DESCRIPTION OF THE TASK: Pick up the Shof'tim page below where its last sentence ends and carry it further.

KETIVAH V’CHATIMAH TOVAH
- Of David. The Eternal One is my light and my help;
whom should I fear?
The Eternal One is the stronghold of my life,
whom should I dread?
- When evil men assail me to devour my flesh—
it is they, my foes and my enemies, who stumble and fall.
- Should an army besiege me, my heart would have no fear;
should war beset me, still would I be confident.
- One thing I ask of the Eternal One, only that do I seek:
to live in the house of the Eternal One all the days of my life,
to gaze upon the beauty of the Eternal One, to frequent God’s temple.
- God will shelter me in God’s pavilion on an evil day,
grant me the protection of God’s tent, raise me high upon a rock.
- Now is my head high over my enemies roundabout;
I sacrifice in God’s tent with shouts of joy,
singing and chanting a hymn to the Eternal One.
- Hear, O Eternal One, when I cry aloud;
have mercy on me, answer me.
- In Your behalf my heart says:
“Seek My face!”
O Eternal One, I seek Your face.
- Do not hide Your face from me; do not thrust aside Your servant in anger;
You have ever been my help.
Do not forsake me, do not abandon me, O God, my deliverer.
- Though my father and mother abandon me,
the Eternal One will take me in.
- Show me Your way, O Eternal One,
and lead me on a level path because of my watchful foes.
- Do not subject me to the will of my foes,
for false witnesses and unjust accusers have appeared against me.
- Had I not the assurance that I would enjoy the goodness of the Eternal One
in the land of the living…
- Look to the Eternal One;
be strong and of good courage!
O look to the Eternal One!
ְPARSHA – Deuteronomy 16:18-21:9
Shof’tim [(שֹׁפְטִים – Hebrew for “judges/magistrates”)]
- Laws regarding both sacred and secular legislation are addressed. The Israelites are told that in every dealing they should pursue justice in order to merit the land that God is giving them. (16:18–18:8)
- The people are warned to avoid sorcery and witchcraft, the abhorrent practices of their idolatrous neighbors. (18:9–22)
- God tells them that should an Israelite unintentionally kill another, he may take sanctuary in any of three designated cities of refuge. (19:1–13)
- Laws to be followed during times of peace and times of war are set forth. (19:14–21:9)
The parashah provides a constitution — a basic societal structure — for the Israelites. The parashah sets out rules for judges, kings, Levites, prophets, cities of refuge, witnesses, war, and unsolved murders.

GIVEN ENTRIES:
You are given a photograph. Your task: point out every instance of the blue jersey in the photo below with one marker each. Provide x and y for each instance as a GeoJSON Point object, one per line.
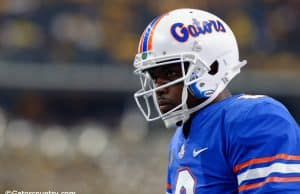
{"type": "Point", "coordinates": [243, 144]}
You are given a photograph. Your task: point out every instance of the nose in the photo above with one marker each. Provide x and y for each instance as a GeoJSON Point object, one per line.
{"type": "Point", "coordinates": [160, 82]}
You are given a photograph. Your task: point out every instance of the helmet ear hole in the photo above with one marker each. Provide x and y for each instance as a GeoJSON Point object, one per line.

* * *

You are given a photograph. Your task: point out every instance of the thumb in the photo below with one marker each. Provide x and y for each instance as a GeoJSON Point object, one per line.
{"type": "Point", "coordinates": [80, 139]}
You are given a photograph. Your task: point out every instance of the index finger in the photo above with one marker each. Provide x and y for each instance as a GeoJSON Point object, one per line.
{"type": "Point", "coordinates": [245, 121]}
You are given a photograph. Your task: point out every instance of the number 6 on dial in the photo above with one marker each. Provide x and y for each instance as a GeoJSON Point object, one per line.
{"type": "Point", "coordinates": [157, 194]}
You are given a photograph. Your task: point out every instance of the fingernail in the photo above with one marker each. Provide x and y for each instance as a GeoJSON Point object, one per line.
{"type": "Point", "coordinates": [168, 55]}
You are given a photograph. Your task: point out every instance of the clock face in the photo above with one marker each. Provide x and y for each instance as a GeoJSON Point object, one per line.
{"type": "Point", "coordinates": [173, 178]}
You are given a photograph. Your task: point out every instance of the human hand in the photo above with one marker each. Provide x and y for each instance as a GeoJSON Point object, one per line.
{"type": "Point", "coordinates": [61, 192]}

...

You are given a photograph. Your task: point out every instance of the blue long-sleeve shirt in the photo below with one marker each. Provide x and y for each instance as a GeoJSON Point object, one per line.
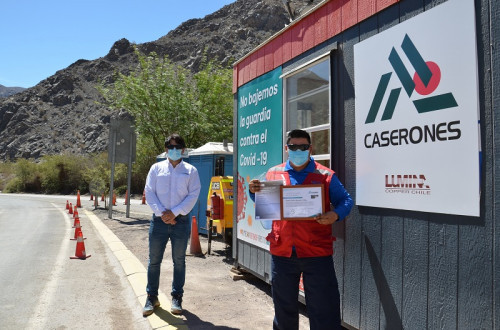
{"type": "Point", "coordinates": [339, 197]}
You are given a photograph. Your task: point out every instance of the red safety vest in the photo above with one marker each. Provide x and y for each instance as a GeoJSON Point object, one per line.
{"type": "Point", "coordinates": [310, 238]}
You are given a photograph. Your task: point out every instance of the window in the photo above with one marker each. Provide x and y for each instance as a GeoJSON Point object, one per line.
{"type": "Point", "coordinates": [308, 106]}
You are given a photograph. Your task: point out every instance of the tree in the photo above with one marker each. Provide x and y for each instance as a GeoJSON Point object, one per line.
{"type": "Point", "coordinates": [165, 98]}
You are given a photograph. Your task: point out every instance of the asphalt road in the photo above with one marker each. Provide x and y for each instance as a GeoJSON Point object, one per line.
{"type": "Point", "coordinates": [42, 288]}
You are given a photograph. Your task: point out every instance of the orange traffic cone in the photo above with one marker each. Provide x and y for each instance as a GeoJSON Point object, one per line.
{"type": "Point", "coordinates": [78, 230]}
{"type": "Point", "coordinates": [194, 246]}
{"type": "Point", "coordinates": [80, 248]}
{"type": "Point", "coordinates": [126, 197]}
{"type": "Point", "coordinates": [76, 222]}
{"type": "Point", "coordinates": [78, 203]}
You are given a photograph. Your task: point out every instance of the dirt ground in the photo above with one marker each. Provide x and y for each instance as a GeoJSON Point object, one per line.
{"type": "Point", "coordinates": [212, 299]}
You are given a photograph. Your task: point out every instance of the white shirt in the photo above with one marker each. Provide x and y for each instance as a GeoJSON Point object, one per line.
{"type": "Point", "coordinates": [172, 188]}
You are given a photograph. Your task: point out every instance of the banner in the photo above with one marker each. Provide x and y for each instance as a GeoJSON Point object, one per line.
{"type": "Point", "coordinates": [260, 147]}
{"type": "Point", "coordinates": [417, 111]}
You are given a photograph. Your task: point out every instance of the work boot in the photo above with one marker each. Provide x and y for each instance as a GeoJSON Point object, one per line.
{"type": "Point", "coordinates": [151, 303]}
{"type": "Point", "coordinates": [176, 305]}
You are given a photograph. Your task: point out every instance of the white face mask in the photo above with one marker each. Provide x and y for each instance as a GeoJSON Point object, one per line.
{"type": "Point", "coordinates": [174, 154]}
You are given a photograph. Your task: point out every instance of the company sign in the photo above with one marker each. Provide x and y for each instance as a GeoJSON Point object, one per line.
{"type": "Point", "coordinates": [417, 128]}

RESULT OF THE EXERCISE:
Professor Gerhard von Rad of Heidelberg University in the mid-20th-century argued that the ordinances for standardizing the cult and establishing only one sanctuary are the most distinctive feature in Deuteronomy’s new arrangements for ordering Israel’s life before God. Von Rad cited Deuteronomy 12; 14:22–29; 15:19–23; 16; 17:8–13; 18:1–8; and 19:1–13 among a small number of “centralizing laws” that he argued belong closely together and were a special, later stratum in Deuteronomy. Von Rad argued that these texts indicate that Israel’s cult had become completely lacking in unity, celebrating at former Canaanite shrines intended for Baal. The instructions to centralize the cult sprang from the conviction that the cult in the different country shrines could no longer be reincorporated into the ordinances of a pure faith in God. Jewish educators Sorel Goldberg Loeb and Barbara Binder Kadden wrote that Von Rad saw the Book of Deuteronomy and the discussion of sacrifices in particular as a way of getting the Israelites back on track, as the Israelites had been influenced by other nations whose worship habits did not coincide with the Israelite belief system.
Isaiah 51:12-52:12 is the fourth haftarah in the cycle of seven haftarot of consolation after Tisha B’Av, leading up to Rosh Hashanah. This year Rosh Hashanah begins in four weeks on the evening of Friday, September 18, 2020.
STRUGGLING WITH TORAH
Shof’tim – magistrates
We are now in the midst of the earliest section of Devarim, Chapters 12–26, containing the Deuteronomic Code (sometimes abbreviated Dtn).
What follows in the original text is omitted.